[WHAT YOU WILL DO] Below are the records; copy out every line that holds the word "illuminated".

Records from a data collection

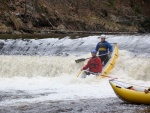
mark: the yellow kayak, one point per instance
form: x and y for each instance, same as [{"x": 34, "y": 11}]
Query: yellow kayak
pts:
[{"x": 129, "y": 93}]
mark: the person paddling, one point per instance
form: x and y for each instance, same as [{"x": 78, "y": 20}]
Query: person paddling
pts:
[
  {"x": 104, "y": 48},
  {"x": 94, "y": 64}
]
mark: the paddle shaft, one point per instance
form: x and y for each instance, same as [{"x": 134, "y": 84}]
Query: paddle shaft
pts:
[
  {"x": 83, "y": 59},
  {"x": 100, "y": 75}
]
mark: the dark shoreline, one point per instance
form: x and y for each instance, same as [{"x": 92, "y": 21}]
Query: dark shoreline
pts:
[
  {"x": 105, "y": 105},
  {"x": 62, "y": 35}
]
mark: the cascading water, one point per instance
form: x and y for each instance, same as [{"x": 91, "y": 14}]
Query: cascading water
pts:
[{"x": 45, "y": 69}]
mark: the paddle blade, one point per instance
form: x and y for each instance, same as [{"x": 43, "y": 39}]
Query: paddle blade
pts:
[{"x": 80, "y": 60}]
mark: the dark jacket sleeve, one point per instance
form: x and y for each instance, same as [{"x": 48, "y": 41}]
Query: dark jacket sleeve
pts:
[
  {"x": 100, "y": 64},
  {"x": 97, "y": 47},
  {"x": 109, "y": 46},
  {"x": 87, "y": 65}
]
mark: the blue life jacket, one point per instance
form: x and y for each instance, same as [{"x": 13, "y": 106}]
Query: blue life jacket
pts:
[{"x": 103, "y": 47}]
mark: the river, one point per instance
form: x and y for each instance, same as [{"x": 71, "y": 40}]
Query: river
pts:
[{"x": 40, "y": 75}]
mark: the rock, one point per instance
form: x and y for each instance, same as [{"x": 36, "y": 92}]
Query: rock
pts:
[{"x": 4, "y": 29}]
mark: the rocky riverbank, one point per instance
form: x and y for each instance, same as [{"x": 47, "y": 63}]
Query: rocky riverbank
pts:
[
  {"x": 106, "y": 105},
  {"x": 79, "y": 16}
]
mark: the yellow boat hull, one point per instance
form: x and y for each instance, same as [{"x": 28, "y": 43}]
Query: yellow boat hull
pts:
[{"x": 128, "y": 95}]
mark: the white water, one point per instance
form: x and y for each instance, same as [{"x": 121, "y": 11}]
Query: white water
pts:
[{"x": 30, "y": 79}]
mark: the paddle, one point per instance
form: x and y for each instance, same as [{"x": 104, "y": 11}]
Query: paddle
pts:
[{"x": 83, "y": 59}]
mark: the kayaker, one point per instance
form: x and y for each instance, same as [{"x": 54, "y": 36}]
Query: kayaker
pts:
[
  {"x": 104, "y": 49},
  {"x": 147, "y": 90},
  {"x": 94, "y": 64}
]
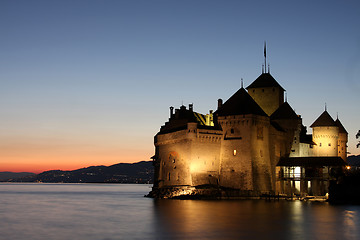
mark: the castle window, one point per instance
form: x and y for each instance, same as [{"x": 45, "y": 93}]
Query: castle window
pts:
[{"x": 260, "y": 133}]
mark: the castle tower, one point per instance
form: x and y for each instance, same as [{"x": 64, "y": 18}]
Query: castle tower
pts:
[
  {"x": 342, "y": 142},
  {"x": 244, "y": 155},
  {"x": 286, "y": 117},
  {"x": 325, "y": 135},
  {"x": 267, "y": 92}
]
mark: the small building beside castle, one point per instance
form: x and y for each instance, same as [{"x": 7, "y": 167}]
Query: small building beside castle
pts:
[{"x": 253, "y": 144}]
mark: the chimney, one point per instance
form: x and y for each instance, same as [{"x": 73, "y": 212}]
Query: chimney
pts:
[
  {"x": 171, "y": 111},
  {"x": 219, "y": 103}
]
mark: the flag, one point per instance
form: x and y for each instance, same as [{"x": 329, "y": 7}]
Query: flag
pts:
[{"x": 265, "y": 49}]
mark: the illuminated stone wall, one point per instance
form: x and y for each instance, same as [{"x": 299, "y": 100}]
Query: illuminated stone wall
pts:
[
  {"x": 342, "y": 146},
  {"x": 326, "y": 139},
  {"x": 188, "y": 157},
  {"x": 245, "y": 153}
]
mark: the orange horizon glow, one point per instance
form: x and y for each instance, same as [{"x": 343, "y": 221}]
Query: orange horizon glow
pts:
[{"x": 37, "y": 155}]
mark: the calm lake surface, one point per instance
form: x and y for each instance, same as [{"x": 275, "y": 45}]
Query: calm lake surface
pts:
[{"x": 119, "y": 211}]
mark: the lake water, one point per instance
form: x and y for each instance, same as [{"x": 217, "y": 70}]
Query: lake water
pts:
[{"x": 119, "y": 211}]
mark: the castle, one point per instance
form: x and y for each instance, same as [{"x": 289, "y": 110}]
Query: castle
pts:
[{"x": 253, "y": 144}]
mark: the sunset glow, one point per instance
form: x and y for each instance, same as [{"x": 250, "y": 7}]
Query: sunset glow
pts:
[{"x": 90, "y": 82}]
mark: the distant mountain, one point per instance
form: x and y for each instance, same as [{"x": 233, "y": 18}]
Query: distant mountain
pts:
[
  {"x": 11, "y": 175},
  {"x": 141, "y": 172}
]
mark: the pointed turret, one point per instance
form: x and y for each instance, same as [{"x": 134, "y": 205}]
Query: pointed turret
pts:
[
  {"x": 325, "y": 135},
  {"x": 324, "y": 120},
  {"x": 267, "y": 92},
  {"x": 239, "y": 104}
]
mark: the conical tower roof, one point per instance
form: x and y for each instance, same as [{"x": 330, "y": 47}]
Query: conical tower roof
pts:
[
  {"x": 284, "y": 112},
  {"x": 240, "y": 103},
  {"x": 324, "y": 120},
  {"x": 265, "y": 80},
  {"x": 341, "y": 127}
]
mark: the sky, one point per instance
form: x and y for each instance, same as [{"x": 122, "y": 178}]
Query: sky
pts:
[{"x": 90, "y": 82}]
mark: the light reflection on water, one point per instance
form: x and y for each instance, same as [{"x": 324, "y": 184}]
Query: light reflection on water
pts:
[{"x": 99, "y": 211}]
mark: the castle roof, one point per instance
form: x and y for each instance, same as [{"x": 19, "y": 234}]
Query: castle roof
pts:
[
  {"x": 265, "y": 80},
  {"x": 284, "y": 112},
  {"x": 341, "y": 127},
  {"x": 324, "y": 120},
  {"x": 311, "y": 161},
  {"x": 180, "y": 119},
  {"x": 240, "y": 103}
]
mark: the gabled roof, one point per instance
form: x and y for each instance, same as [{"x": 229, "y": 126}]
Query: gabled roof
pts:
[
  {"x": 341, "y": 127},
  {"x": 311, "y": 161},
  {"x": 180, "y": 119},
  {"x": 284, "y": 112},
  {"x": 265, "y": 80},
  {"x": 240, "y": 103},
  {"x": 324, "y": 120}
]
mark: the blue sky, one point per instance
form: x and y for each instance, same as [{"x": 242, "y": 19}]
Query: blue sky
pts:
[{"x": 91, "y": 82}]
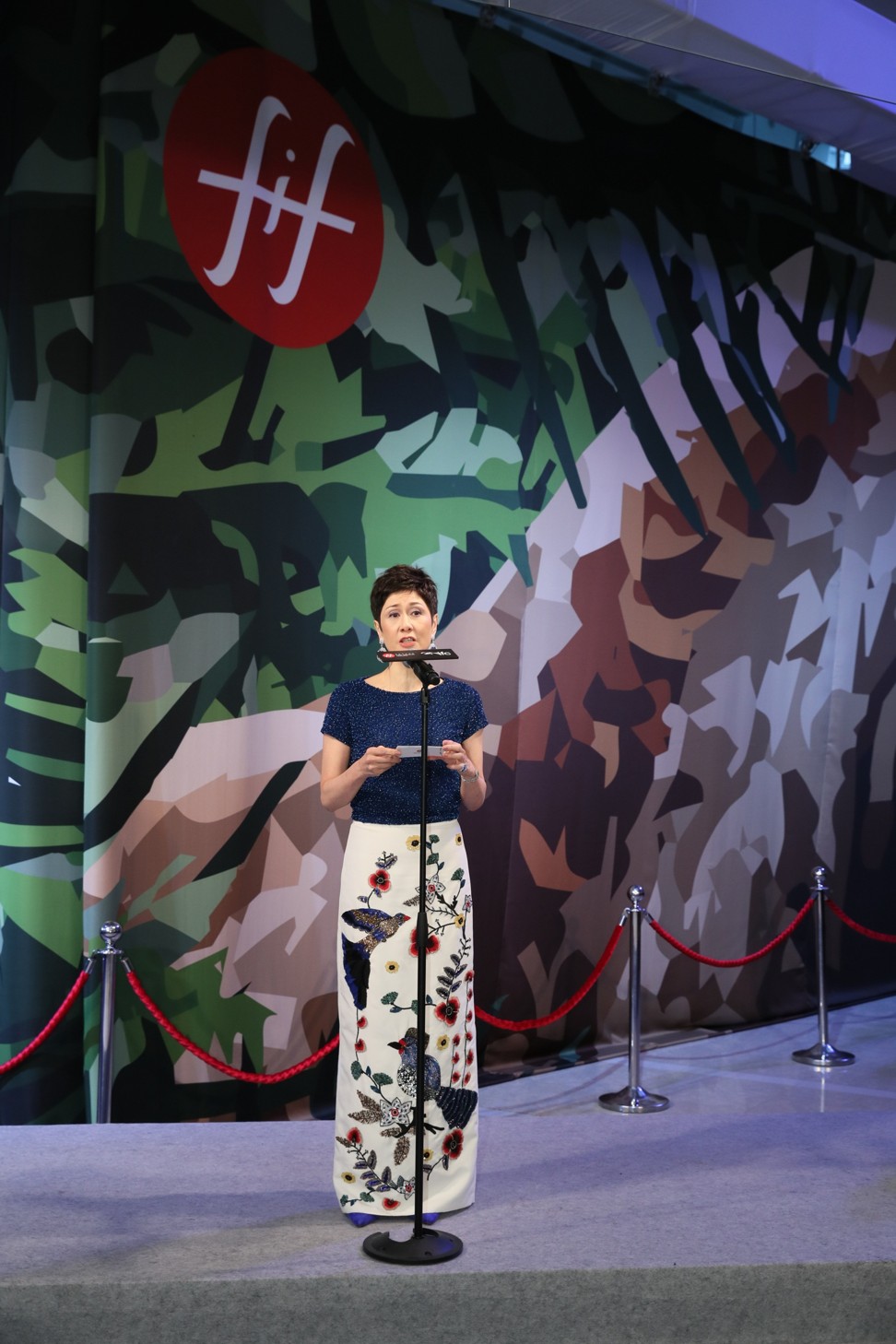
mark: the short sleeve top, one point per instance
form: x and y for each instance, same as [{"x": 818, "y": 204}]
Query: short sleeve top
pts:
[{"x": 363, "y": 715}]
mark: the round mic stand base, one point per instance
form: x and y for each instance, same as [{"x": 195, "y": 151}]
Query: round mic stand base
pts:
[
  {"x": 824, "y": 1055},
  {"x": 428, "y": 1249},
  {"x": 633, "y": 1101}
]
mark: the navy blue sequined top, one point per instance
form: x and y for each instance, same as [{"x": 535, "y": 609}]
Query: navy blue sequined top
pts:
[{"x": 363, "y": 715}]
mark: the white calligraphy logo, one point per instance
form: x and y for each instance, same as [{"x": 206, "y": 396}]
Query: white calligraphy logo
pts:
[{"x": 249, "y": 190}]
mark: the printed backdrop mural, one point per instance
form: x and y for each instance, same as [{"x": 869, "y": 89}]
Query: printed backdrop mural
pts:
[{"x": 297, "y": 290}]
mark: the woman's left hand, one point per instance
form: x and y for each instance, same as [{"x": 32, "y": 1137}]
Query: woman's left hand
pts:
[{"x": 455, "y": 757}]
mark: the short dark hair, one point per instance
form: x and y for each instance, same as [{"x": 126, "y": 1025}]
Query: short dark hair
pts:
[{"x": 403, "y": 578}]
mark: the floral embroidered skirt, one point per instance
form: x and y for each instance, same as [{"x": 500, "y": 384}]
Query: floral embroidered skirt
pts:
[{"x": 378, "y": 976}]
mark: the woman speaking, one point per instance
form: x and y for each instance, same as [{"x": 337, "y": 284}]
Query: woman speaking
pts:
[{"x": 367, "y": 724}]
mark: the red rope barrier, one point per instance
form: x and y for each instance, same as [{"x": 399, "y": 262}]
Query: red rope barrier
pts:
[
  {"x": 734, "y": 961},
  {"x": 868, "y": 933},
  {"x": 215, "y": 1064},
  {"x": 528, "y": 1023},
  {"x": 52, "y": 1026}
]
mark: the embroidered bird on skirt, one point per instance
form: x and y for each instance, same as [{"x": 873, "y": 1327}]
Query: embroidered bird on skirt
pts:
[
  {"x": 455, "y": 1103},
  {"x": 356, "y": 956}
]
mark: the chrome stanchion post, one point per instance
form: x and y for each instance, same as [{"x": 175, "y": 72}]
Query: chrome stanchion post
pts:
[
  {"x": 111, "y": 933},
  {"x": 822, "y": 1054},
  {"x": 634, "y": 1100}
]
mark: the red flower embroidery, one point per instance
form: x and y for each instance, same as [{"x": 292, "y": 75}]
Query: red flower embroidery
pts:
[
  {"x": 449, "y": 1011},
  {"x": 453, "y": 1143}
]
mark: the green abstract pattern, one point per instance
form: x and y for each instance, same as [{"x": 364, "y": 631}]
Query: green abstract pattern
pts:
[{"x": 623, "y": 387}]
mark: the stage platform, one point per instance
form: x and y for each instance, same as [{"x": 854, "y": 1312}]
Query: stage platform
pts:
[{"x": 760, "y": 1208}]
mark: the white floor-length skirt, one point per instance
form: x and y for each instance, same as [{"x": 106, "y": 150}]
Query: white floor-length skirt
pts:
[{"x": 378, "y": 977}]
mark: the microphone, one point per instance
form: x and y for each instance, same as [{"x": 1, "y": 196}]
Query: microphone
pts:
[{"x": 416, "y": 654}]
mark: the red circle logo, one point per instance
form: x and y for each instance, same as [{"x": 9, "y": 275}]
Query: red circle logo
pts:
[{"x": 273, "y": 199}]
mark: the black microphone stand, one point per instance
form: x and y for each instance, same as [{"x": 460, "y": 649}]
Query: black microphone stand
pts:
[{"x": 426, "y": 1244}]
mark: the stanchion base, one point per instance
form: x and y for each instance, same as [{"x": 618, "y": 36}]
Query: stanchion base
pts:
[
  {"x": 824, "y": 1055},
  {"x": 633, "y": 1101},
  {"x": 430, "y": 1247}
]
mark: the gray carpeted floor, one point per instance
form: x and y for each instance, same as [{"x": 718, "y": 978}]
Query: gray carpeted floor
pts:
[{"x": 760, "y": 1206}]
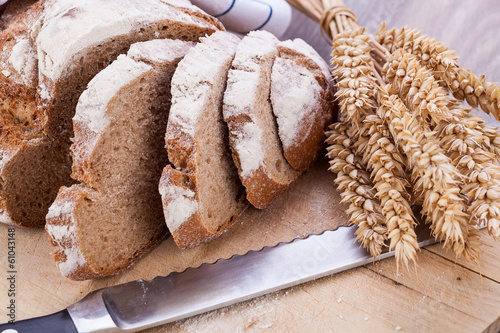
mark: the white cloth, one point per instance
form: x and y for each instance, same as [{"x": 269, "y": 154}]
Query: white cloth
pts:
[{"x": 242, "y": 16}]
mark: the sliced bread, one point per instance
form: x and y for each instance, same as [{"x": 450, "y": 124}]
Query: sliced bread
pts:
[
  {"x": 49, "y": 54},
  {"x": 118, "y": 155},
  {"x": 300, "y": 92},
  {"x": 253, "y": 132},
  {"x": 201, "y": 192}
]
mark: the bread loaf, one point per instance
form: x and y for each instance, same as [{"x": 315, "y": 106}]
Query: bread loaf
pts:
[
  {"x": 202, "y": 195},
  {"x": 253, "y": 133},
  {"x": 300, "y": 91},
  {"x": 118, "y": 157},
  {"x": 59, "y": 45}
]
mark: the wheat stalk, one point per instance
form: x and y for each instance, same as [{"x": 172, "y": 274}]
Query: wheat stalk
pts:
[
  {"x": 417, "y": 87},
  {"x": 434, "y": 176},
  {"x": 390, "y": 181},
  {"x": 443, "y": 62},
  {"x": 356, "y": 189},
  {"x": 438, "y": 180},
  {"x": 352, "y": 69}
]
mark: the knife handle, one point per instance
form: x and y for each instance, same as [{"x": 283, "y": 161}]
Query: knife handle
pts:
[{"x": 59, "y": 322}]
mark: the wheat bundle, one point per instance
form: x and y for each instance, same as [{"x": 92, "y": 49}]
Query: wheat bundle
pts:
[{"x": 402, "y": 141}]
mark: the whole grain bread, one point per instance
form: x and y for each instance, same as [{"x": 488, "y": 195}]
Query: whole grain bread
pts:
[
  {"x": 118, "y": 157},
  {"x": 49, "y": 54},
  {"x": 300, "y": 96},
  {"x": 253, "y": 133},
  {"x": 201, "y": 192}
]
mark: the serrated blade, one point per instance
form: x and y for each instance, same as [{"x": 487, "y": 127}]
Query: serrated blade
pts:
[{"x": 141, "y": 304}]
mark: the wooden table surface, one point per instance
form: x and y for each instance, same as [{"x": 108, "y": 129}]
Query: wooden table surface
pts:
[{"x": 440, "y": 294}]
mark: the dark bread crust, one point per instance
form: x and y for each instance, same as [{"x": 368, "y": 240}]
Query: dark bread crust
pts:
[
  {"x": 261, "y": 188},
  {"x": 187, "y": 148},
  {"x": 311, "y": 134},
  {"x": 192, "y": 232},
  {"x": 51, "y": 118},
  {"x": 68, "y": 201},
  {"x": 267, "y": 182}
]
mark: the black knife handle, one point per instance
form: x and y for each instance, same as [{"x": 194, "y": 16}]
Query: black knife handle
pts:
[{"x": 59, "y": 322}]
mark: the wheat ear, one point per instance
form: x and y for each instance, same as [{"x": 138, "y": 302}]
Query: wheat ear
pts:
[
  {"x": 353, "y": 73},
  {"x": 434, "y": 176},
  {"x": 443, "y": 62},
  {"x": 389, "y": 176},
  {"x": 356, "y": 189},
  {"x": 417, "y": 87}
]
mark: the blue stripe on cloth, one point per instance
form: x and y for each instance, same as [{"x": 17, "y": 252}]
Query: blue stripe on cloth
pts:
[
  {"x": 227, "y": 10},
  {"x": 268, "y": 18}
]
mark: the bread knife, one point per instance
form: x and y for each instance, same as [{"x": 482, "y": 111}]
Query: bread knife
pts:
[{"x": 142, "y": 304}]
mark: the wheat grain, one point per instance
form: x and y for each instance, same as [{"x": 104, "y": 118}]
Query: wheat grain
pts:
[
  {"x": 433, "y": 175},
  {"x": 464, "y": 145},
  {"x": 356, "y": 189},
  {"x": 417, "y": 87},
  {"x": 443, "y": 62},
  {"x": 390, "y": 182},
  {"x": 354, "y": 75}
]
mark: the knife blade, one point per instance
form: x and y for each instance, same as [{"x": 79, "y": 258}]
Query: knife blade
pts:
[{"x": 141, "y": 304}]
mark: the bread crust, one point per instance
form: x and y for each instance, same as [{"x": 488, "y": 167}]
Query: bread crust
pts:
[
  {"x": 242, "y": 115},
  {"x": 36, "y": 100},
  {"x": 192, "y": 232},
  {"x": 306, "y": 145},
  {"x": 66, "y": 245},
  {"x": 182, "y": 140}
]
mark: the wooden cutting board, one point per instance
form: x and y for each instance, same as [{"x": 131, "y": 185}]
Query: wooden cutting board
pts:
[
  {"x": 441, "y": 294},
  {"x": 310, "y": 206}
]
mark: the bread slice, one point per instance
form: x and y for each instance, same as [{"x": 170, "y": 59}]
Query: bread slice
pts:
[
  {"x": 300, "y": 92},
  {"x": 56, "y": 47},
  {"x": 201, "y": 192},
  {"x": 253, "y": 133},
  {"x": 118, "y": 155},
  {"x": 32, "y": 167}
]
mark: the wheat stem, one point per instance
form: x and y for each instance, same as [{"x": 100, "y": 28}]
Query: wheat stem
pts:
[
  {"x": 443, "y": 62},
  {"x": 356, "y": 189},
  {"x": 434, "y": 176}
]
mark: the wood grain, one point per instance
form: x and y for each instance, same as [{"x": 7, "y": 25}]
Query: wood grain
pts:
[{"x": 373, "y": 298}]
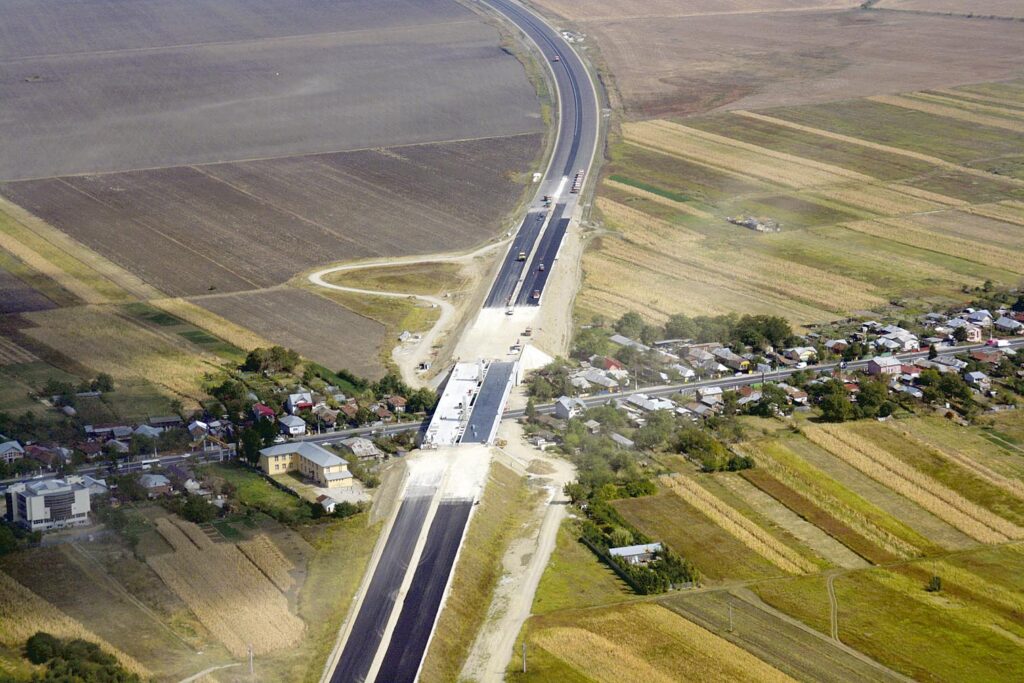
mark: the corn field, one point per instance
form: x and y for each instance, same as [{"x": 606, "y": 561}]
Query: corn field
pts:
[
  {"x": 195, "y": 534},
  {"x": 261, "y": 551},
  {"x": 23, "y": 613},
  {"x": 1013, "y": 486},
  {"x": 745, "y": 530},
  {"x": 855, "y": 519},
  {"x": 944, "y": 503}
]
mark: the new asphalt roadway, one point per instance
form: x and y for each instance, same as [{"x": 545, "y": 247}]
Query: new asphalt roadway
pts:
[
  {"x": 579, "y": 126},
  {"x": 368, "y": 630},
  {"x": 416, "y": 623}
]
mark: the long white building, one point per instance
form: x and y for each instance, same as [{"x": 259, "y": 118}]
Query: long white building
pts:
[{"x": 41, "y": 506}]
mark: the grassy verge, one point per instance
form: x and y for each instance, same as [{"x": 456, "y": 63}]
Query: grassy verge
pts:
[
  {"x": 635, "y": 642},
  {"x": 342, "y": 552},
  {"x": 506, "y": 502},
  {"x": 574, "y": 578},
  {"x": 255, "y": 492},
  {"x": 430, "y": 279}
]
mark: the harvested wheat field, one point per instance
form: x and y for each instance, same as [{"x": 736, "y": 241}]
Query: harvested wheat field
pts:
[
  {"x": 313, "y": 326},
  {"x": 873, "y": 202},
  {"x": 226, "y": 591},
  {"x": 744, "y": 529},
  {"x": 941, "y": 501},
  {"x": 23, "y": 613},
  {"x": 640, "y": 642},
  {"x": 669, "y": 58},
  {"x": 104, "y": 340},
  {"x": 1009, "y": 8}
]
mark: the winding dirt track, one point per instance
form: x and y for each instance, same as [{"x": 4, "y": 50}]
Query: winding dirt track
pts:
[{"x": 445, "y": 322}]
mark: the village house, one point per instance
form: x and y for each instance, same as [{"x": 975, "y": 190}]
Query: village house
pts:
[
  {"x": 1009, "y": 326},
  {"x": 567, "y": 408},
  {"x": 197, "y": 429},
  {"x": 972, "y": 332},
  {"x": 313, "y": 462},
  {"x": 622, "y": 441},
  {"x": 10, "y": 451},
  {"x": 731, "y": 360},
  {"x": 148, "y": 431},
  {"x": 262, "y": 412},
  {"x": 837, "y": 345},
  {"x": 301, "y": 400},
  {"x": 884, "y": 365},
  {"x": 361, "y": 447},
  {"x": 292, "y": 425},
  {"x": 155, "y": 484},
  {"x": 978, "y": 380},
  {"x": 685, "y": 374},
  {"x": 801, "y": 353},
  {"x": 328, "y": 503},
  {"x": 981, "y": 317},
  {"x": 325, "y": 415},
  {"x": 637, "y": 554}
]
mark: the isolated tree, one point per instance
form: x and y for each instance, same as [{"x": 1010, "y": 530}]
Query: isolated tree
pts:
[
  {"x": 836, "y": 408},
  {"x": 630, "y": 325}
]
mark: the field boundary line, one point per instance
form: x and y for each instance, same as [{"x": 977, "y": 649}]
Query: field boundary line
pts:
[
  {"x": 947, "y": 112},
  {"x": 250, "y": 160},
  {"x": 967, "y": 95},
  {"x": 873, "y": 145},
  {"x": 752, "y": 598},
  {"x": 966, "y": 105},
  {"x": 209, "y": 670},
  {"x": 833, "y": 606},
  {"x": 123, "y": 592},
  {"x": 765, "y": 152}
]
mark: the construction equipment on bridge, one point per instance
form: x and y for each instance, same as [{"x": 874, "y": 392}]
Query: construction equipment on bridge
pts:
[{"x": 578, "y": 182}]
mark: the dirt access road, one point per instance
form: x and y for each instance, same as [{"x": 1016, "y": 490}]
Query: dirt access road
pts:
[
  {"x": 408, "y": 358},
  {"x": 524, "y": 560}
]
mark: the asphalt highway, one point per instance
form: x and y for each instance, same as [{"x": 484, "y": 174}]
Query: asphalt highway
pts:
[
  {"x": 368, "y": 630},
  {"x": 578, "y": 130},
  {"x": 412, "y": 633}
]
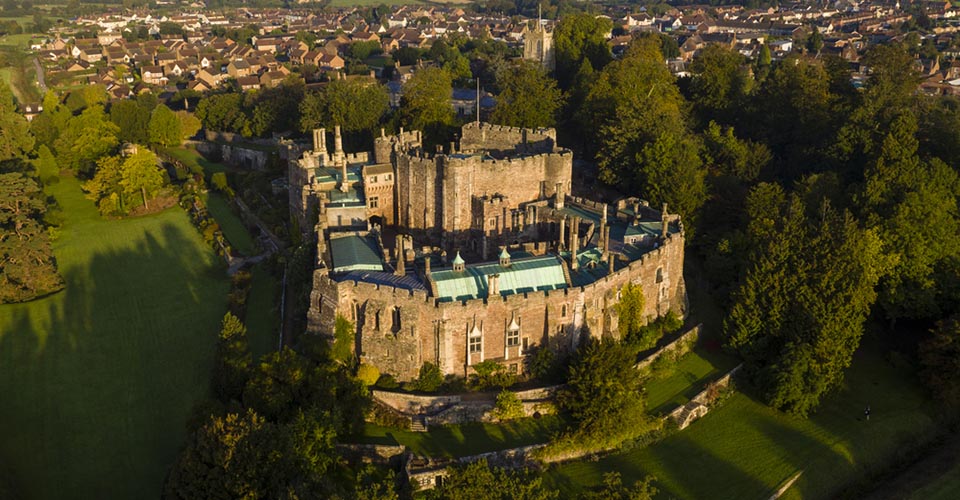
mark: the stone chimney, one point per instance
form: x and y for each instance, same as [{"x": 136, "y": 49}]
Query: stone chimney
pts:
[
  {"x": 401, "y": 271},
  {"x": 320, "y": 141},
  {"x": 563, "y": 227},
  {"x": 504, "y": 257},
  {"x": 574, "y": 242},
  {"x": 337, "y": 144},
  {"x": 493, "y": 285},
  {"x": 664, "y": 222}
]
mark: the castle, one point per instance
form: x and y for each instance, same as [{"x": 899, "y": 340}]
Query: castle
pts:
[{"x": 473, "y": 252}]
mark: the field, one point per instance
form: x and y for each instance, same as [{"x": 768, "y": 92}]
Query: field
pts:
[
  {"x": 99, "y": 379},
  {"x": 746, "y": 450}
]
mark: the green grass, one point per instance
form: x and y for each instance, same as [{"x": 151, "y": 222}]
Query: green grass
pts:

[ANSWER]
mark: the illuminated stone wall, one point per instance
Query: illuminated stone wall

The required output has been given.